[Description of the task]
Transcribe the material verbatim, from its first line through the line containing "[[59, 263]]", both included, and leave out any pictures.

┄┄┄┄┄┄┄┄┄┄

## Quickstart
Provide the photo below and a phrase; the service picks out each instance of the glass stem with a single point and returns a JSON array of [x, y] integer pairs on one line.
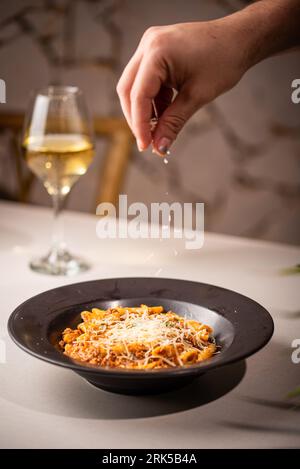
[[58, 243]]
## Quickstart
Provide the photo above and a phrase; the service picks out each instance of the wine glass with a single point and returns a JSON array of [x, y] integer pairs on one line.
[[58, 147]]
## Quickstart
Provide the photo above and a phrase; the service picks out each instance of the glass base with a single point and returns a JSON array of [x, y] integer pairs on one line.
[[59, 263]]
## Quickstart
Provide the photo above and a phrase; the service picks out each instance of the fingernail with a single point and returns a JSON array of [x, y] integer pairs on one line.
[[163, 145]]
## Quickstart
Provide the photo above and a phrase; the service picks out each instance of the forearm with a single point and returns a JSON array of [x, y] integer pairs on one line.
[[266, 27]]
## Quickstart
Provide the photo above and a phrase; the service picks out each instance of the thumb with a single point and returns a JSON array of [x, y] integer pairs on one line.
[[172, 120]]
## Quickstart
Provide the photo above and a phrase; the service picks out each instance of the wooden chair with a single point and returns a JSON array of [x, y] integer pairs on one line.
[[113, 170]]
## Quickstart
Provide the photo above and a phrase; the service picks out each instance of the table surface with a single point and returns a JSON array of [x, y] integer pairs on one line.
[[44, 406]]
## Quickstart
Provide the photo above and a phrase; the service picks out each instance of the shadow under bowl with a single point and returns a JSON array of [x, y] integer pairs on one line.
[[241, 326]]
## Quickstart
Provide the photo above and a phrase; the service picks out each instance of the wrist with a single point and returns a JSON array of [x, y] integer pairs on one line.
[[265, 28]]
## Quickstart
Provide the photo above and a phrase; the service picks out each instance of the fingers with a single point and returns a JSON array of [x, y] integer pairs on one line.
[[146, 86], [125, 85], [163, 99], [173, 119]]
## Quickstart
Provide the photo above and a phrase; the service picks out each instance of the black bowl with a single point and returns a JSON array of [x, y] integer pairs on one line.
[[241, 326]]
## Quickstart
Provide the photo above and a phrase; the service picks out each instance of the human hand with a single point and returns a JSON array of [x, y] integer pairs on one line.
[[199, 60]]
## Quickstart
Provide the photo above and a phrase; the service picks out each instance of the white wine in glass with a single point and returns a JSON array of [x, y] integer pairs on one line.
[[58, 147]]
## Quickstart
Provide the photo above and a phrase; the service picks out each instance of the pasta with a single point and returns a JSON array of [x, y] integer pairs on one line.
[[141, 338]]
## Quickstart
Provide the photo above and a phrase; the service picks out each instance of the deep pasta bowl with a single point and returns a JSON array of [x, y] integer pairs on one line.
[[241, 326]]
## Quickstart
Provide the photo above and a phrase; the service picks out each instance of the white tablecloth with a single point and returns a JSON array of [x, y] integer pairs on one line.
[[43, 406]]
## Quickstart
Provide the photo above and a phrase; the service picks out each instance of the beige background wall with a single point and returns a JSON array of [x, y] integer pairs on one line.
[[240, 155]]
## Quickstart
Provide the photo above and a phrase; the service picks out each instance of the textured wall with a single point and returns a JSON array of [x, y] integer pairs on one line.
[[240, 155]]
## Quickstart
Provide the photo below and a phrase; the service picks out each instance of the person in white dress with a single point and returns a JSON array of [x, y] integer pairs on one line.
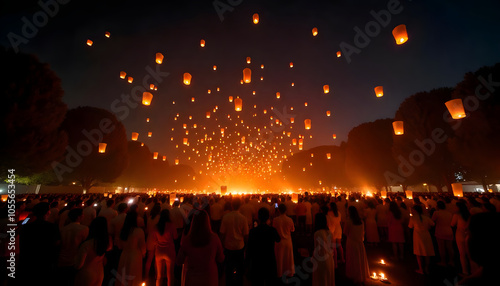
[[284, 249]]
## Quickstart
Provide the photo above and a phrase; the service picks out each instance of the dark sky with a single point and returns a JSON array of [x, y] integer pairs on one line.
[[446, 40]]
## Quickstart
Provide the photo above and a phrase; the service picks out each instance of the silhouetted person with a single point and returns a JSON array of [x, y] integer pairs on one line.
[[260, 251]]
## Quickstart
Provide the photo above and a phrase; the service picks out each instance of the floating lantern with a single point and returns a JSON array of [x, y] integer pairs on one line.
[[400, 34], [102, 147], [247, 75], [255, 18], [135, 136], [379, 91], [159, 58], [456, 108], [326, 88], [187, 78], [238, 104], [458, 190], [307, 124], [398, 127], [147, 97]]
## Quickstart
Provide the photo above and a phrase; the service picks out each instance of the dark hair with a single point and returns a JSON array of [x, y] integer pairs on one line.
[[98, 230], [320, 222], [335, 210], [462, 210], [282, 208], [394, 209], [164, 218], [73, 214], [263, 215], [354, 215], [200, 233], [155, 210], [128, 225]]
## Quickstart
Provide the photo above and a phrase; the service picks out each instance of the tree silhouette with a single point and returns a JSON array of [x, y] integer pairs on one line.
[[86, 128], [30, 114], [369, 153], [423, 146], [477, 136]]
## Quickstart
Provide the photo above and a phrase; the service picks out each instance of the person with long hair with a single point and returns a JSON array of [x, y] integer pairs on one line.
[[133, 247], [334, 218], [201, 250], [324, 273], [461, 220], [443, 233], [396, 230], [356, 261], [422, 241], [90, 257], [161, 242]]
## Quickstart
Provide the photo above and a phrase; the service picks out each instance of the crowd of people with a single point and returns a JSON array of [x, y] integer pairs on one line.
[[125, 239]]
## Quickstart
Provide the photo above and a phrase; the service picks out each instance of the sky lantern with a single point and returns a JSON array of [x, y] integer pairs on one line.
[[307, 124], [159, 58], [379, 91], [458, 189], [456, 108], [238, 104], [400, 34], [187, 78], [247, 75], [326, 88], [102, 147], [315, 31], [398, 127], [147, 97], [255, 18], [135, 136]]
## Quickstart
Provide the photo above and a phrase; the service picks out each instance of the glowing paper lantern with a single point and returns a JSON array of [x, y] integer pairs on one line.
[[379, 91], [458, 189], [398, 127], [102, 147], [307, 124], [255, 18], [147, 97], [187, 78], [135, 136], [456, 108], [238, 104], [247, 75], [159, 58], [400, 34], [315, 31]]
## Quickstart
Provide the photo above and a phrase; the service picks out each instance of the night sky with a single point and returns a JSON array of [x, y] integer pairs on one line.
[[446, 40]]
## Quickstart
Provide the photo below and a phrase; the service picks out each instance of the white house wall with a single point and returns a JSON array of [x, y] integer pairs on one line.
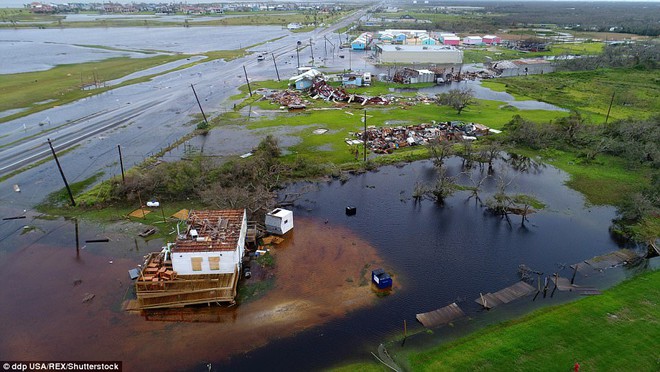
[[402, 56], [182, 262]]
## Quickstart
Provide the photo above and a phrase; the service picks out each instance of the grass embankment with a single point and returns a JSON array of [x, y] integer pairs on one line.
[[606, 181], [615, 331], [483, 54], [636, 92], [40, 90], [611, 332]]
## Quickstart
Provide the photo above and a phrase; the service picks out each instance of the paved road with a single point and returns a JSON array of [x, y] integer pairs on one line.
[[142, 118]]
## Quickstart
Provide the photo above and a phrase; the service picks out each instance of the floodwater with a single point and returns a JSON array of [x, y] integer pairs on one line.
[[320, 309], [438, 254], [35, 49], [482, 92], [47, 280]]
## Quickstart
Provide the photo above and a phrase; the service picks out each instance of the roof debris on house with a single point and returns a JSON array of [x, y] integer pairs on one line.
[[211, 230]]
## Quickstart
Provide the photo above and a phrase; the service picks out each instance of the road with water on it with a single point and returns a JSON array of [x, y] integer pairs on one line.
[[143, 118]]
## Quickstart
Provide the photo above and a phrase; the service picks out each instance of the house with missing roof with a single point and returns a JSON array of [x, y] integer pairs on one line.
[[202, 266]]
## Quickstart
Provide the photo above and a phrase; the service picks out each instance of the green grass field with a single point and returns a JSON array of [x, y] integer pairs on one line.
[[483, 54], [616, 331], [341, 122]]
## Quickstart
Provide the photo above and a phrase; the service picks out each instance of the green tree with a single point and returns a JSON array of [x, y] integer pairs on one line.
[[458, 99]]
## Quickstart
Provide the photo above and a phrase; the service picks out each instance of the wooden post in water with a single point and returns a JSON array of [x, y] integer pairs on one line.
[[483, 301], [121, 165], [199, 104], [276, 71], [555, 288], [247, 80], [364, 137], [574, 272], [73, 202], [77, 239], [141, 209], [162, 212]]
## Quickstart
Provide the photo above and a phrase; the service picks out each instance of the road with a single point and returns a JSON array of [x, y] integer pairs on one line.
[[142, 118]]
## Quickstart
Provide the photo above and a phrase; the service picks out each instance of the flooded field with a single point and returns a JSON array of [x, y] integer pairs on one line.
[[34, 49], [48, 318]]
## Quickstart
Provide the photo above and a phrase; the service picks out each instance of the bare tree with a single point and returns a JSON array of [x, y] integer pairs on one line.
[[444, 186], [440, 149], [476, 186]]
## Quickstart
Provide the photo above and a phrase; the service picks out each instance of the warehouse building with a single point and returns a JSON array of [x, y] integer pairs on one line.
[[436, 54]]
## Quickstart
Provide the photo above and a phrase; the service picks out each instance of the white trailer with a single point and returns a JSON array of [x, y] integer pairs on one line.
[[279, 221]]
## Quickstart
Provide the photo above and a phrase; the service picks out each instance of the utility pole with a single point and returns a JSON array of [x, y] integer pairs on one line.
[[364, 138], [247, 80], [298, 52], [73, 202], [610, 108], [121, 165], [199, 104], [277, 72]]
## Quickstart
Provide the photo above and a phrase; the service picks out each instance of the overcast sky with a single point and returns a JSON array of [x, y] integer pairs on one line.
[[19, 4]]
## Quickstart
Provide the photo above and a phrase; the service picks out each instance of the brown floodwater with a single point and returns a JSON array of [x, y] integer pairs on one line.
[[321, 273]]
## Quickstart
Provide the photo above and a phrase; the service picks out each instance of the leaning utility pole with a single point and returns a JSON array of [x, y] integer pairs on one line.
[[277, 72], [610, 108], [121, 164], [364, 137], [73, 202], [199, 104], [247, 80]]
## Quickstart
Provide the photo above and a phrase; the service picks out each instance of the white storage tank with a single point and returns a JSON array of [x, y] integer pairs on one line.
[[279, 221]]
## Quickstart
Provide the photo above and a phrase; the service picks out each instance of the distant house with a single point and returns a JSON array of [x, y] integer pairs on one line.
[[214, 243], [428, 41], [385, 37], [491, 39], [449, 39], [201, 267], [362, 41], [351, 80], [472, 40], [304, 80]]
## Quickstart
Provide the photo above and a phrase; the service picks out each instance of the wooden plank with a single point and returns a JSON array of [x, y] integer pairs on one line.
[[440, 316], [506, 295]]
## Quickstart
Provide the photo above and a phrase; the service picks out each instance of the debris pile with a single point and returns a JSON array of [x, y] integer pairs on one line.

┄┄┄┄┄┄┄┄┄┄

[Finished answer]
## Quickstart
Provide the photo below and a phrase; the service picks out each instance of the glass stem with a single point and returns a JSON array of [x, y] integer pairs on one line.
[[58, 243]]
## Quickstart
Provide the photo above and a phrase; the service picks out each instance of the wine glass with a single point and returns a JSON array of [x, y] integer pairs on one line.
[[58, 147]]
## Quickstart
Provide the photo above and a phrase; the service picks out each instance of the glass base with a single point and returns a JSON array of [x, y] integer pairs on one line.
[[59, 263]]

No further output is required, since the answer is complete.